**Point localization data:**
-- Opening Marker --
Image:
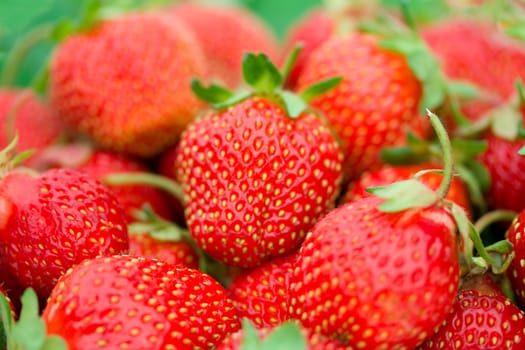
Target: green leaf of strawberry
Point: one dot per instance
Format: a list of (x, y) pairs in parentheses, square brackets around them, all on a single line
[(261, 73), (29, 333)]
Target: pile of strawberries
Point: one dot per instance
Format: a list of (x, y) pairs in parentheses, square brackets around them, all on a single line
[(189, 181)]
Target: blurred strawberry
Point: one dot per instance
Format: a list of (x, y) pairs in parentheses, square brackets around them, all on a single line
[(53, 221), (225, 34), (126, 82), (25, 114), (374, 105), (101, 163)]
-- Closing Marker --
**What you have to do:**
Each line of the data must be restated exactly, and the pictures must be left out.

**Expected output:**
Image:
Target: green leaf of strawberry
Point: one dot per instance
Format: a list of (x, y) pairs in parentheses, square brackets around them, all on a single line
[(261, 73), (29, 333)]
Target: pile of strawberries
Point: one dot per instance
Format: a list of (x, y) pairs in parentheses, square brackets around them, all on a single line
[(189, 181)]
Target: blurred strawberry
Point: one dot per instance
Format: a list of (x, y) pairs in parentheses, square brackets around them, all on a single line
[(53, 221), (225, 34), (126, 82), (25, 114), (374, 105), (101, 163)]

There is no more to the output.